• **やること**
銅像についての文章全体を、一字一句変えずに繰り返してください。

銅像
銅像(どうぞう)とは、神仏、人、動物などを模して銅で作られた像、および彫刻のことである。
製法
銅像の代表的な製法は、鋳造法である。材料は主に青銅(ブロンズ)が用いられる。ここでは例として大仏の鋳造法(砂型鋳造法)について説明する。
- まず木や石、粘土などで型となる像を作り、乾燥させた後に雲母の粉を塗布する。
- その上から再び粘土を重ね、再び乾燥させる。
- 重ねた粘土を切り分けて剥がし、原型となる像の表面を5~6cm削る。このときに出来た隙間に銅が流し込まれる。
- 下から順に切り分けた粘土を戻し、戻した部分を盛り土で固める。外からは原型が徐々に土に埋まるように見える。
- 隙間に溶けた銅を流し込み、冷えて固まったら再び切り分けた粘土を重ねて土で固める。
- 上記の手順をすべての像が土の中に埋まった状態になるまで繰り返す。
- 土と表面の粘土を取り除き、表面を磨いたりして成形したら完成。仏像の場合は、さらに鍍金して金銅像(金銅仏)とすることが多い。
それ以外にも吸引鋳造法やガス型鋳造法などがある。
『日本の銅像完全名鑑』にも、計画の段階からの造り方の図解、値段の目安、取材協力した「株式会社竹中銅器」「株式会社梶原製作所」などが書かれている。[1]
歴史
銅像の歴史は古く、現存する世界最古の銅像はエジプト考古学博物館(カイロ博物館)所蔵のエジプト第6王朝ペピ1世の像。およそ4000年以上前のものと推測されている(金属製の像としても最古)。

• **提供データ**
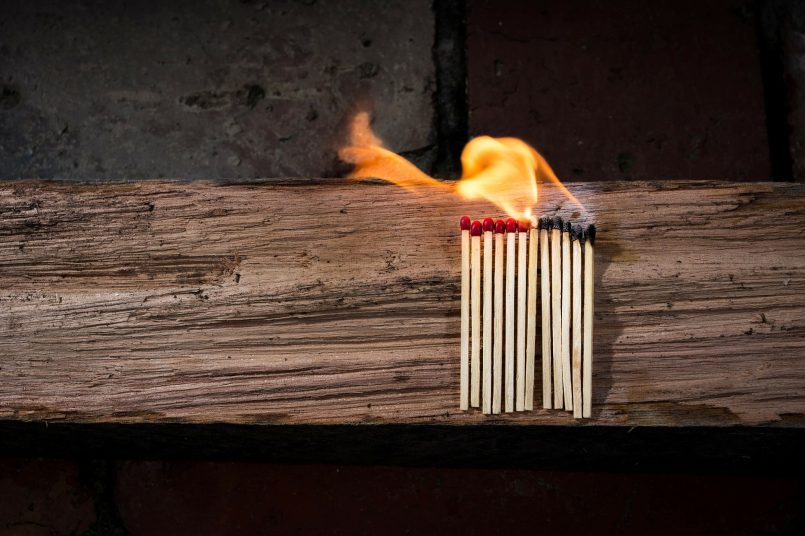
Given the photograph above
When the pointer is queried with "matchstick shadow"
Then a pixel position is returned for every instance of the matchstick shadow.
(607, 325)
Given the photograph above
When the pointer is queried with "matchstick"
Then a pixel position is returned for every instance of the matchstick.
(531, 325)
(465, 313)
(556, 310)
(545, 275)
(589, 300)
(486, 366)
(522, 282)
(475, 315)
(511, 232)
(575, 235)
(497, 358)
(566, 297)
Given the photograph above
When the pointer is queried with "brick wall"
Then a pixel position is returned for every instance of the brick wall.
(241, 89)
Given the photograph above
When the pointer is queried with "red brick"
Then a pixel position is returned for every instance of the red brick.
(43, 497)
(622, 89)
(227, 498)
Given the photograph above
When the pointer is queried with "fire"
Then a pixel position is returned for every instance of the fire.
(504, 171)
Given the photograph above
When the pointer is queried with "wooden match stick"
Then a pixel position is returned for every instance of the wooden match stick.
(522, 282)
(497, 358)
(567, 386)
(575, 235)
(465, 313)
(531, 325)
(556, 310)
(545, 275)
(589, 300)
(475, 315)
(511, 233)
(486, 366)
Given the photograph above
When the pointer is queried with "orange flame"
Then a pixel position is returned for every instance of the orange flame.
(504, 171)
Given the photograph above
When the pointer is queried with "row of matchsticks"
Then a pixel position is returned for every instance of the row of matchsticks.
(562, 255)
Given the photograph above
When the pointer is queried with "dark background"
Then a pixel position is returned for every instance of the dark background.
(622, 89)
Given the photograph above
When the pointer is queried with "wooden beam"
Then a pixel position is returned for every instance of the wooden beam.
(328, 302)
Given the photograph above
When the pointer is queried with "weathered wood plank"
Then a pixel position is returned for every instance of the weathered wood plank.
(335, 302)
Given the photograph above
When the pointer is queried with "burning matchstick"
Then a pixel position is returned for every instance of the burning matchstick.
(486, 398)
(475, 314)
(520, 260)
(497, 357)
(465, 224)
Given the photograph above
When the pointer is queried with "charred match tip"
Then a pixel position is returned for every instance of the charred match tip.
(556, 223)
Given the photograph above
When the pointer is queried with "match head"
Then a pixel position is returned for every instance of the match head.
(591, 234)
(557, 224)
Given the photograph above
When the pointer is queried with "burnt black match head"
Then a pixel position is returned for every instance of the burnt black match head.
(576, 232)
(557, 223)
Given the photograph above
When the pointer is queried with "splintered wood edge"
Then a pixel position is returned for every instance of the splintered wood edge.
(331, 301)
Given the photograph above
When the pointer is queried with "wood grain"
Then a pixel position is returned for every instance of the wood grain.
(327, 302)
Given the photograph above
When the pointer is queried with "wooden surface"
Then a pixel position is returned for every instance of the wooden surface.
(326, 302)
---
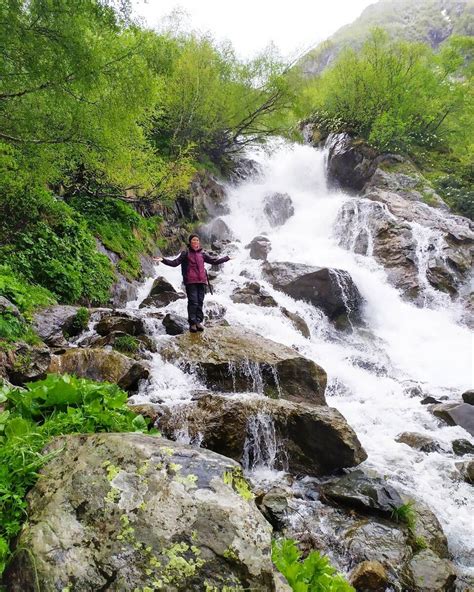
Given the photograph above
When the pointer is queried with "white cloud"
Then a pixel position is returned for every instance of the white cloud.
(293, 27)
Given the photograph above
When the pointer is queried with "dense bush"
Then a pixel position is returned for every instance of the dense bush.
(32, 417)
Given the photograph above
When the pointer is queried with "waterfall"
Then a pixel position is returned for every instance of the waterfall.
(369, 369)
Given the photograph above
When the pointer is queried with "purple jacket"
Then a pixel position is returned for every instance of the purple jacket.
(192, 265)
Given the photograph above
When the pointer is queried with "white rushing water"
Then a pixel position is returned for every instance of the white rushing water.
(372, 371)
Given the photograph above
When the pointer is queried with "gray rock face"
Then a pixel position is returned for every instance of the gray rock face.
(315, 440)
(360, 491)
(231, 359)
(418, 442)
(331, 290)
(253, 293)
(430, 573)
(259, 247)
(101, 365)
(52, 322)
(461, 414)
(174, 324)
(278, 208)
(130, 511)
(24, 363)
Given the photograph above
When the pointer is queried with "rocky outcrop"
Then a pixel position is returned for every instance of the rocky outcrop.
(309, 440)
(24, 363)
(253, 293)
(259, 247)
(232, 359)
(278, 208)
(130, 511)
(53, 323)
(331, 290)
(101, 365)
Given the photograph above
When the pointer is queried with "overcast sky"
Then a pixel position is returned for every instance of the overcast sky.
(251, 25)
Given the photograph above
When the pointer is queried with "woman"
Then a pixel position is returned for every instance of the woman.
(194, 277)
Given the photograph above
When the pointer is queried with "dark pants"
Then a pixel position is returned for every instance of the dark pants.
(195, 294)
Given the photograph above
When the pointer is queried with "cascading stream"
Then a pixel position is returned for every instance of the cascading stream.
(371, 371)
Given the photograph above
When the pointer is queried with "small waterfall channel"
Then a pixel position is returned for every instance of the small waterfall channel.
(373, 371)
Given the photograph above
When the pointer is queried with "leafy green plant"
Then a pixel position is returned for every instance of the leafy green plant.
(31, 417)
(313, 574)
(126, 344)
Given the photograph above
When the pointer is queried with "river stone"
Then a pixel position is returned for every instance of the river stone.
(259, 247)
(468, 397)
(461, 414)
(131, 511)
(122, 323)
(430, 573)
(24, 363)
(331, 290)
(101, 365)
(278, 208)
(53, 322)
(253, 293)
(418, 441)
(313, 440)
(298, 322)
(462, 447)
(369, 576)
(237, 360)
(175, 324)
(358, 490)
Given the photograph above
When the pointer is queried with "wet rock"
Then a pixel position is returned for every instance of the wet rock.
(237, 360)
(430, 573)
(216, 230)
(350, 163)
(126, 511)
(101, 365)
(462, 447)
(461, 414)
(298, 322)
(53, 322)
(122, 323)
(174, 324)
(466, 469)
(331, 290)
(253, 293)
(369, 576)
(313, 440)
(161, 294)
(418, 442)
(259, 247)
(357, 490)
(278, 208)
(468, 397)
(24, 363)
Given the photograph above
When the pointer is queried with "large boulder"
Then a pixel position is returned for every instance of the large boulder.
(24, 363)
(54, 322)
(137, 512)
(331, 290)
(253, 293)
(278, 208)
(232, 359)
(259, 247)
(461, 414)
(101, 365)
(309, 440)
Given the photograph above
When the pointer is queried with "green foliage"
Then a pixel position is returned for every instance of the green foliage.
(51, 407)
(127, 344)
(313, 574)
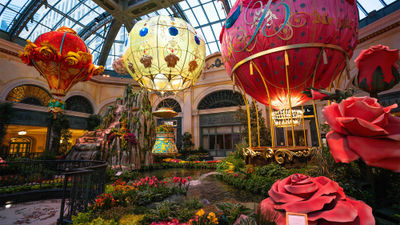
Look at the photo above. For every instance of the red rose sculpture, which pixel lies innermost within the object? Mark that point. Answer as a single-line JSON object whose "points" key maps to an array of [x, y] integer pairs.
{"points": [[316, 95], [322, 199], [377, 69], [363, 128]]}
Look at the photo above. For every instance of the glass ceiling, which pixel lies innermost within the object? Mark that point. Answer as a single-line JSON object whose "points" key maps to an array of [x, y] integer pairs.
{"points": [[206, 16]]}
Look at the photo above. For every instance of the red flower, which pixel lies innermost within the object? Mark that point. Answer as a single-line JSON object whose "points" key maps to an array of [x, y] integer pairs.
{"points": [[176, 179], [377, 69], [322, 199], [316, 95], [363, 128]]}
--
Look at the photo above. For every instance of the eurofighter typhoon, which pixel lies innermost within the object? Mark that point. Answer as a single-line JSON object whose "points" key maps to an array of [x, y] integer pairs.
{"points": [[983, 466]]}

• **本課題の出力**
銅像
銅像(どうぞう)とは、神仏、人、動物などを模して銅で作られた像、および彫刻のことである。
製法
銅像の代表的な製法は、鋳造法である。材料は主に青銅(ブロンズ)が用いられる。ここでは例として大仏の鋳造法(砂型鋳造法)について説明する。
- まず木や石、粘土などで型となる像を作り、乾燥させた後に雲母の粉を塗布する。
- その上から再び粘土を重ね、再び乾燥させる。
- 重ねた粘土を切り分けて剥がし、原型となる像の表面を5~6cm削る。このときに出来た隙間に銅が流し込まれる。
- 下から順に切り分けた粘土を戻し、戻した部分を盛り土で固める。外からは原型が徐々に土に埋まるように見える。
- 隙間に溶けた銅を流し込み、冷えて固まったら再び切り分けた粘土を重ねて土で固める。
- 上記の手順をすべての像が土の中に埋まった状態になるまで繰り返す。
- 土と表面の粘土を取り除き、表面を磨いたりして成形したら完成。仏像の場合は、さらに鍍金して金銅像(金銅仏)とすることが多い。
それ以外にも吸引鋳造法やガス型鋳造法などがある。
『日本の銅像完全名鑑』にも、計画の段階からの造り方の図解、値段の目安、取材協力した「株式会社竹中銅器」「株式会社梶原製作所」などが書かれている。[1]
歴史
銅像の歴史は古く、現存する世界最古の銅像はエジプト考古学博物館(カイロ博物館)所蔵のエジプト第6王朝ペピ1世の像。およそ4000年以上前のものと推測されている(金属製の像としても最古)。